# start of Data rows

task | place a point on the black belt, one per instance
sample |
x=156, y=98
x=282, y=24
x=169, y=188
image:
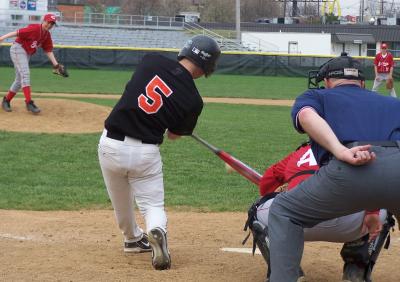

# end of Data rows

▸ **What is asked**
Lay out every line of the listing above as a JSON list of strings, one string per line, skipping blank lines and leaving out the picture.

▸ **Task result**
[
  "task | place a point on the black belt, one per instance",
  "sample |",
  "x=156, y=98",
  "x=282, y=24",
  "x=169, y=188",
  "image:"
]